**Given exercise**
Can you return the following lines word for word, changing nothing?

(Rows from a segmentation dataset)

** START **

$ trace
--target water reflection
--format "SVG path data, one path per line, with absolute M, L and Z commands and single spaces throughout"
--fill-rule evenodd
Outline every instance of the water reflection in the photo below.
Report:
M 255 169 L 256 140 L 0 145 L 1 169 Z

** END **

**Solution below**
$ trace
--target water reflection
--format "SVG path data, one path per line, with absolute M, L and Z commands and single spaces throughout"
--fill-rule evenodd
Outline every instance of the water reflection in the photo below.
Report:
M 255 169 L 256 140 L 0 145 L 1 169 Z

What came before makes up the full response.